INFORMATION SUPPLIED:
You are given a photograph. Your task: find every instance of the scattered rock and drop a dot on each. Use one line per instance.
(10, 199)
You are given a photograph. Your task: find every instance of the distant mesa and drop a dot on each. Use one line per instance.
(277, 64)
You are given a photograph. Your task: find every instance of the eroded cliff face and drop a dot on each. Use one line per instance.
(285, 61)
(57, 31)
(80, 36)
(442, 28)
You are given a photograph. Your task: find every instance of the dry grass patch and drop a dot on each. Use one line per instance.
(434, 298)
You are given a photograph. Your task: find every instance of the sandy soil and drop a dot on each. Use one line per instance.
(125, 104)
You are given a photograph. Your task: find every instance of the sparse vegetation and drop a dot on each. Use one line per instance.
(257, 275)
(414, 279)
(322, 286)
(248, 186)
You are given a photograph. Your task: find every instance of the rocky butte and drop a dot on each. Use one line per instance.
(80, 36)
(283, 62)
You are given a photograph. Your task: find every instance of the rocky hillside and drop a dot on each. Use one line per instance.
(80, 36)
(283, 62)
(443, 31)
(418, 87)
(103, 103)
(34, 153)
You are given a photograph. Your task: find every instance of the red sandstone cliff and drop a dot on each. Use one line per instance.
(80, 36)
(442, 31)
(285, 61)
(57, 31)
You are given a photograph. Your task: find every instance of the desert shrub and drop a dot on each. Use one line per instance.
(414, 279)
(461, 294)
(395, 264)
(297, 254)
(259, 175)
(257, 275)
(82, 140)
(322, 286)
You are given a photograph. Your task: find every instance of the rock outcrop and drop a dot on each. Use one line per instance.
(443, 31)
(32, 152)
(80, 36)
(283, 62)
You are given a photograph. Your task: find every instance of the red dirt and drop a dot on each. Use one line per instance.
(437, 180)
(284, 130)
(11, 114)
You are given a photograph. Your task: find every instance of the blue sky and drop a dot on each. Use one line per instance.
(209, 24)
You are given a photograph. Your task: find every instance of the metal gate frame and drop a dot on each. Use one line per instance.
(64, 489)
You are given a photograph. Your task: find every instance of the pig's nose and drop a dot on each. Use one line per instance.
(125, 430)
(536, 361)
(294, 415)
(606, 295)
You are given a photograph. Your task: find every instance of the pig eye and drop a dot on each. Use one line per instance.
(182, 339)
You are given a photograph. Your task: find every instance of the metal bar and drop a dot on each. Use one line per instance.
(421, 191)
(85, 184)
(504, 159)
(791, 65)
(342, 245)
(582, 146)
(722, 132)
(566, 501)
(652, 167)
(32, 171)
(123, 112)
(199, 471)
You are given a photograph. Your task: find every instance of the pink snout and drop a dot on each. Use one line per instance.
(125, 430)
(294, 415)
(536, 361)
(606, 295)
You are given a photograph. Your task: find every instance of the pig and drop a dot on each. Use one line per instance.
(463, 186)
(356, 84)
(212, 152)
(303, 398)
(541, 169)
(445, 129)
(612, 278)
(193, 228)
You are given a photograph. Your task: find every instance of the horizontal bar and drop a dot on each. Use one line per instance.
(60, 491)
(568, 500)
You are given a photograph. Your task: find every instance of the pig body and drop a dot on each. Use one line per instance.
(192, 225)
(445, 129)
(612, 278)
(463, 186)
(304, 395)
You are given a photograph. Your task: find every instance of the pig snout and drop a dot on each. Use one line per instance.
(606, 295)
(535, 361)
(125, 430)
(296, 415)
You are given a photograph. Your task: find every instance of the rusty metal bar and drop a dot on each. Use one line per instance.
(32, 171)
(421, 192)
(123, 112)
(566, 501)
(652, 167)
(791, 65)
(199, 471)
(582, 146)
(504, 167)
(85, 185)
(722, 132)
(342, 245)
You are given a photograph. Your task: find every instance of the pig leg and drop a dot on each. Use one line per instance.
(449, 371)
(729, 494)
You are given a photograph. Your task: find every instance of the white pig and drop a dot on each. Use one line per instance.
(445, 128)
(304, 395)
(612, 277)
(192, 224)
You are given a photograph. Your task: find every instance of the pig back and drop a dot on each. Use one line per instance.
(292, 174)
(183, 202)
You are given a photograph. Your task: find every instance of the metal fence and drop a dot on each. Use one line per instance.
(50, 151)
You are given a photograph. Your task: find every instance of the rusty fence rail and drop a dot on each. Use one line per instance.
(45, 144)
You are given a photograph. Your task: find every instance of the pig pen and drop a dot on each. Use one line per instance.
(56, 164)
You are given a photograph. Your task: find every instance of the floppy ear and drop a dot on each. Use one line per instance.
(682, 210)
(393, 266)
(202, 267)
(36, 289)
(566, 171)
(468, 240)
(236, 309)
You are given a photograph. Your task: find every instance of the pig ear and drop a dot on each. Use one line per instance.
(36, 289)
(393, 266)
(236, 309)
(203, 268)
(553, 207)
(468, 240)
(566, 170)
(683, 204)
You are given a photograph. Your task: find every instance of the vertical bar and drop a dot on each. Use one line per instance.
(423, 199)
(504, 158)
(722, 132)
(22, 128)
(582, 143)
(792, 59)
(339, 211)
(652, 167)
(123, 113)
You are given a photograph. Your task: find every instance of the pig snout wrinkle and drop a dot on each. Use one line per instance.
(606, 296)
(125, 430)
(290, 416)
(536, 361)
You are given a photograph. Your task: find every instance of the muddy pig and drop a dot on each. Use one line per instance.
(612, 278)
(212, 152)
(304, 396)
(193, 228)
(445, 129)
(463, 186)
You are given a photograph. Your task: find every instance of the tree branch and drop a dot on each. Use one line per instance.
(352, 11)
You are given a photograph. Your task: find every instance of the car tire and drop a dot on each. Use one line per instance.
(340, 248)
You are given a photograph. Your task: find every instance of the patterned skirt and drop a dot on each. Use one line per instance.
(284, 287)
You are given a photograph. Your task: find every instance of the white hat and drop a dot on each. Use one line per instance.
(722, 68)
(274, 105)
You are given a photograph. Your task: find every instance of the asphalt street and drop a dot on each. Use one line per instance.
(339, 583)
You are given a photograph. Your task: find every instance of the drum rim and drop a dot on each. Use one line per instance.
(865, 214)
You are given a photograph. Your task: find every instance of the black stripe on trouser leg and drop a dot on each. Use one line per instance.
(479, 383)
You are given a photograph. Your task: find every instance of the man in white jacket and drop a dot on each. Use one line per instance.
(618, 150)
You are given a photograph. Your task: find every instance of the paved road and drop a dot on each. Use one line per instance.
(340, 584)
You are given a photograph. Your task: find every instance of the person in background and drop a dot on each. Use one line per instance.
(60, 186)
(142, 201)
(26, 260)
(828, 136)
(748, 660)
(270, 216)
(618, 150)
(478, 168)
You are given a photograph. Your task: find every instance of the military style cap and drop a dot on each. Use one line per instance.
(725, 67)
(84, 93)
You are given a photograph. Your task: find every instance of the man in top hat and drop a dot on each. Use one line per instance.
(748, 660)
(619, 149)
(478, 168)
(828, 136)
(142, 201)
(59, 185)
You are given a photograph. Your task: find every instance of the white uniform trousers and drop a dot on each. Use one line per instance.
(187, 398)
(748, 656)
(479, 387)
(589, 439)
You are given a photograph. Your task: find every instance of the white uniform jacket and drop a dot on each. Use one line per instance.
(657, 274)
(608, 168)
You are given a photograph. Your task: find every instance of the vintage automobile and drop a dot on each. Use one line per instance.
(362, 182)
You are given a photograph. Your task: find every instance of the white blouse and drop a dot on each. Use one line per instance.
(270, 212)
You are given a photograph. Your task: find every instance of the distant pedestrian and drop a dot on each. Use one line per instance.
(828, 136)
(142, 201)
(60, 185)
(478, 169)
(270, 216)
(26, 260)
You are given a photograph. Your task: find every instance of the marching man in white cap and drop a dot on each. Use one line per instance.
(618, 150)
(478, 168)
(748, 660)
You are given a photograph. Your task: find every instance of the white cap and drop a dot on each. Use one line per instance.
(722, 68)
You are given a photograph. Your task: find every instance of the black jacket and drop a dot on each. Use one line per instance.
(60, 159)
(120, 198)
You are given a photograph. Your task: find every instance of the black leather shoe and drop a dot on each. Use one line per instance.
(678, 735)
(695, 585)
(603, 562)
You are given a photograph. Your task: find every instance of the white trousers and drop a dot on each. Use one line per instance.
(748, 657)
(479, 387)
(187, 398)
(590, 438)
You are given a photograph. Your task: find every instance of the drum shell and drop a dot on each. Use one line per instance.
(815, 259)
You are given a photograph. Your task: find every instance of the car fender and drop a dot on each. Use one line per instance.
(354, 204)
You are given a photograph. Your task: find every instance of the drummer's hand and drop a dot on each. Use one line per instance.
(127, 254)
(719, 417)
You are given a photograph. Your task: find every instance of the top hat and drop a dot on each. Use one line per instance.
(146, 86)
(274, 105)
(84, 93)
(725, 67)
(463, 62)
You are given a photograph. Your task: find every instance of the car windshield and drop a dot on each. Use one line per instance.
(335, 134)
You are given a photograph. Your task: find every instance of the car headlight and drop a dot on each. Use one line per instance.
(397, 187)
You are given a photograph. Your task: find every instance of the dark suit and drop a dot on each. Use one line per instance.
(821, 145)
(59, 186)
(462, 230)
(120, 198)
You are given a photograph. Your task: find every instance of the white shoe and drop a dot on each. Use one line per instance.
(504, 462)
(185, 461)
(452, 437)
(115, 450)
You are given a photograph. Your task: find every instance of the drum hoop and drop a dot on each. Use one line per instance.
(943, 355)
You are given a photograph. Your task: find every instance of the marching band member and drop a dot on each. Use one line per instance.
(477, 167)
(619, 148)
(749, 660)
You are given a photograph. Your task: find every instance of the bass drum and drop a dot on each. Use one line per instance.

YOUR TASK: Locate "the car headlight" in the data above. Then repeat, exactly, its line and each line after it through the last, adding nothing.

TASK RESPONSE:
You are given a photograph. Your task: find every instance of the car headlight and drop a dot on each. Use one line per instance.
(397, 187)
You are given a photograph. Your task: find every instance of the dark suit and drop a dot on each. Use one line per instance.
(821, 145)
(59, 186)
(462, 230)
(120, 198)
You are given a photograph. Your task: find every instance of the white shoe and drop a dot on each. Use one line per instance.
(504, 462)
(185, 461)
(452, 437)
(115, 450)
You are given a photograph. Your task: find every instance of the drum hoop and drop a dot on each. Use one line per instance.
(943, 355)
You are given a photograph. Your task: find every instance of the marching band member and drop a dot on each. Use one line per instance.
(477, 167)
(619, 148)
(749, 660)
You are given a photograph. Your task: find every instance of the bass drum and drop a dot on each. Use one line per instance.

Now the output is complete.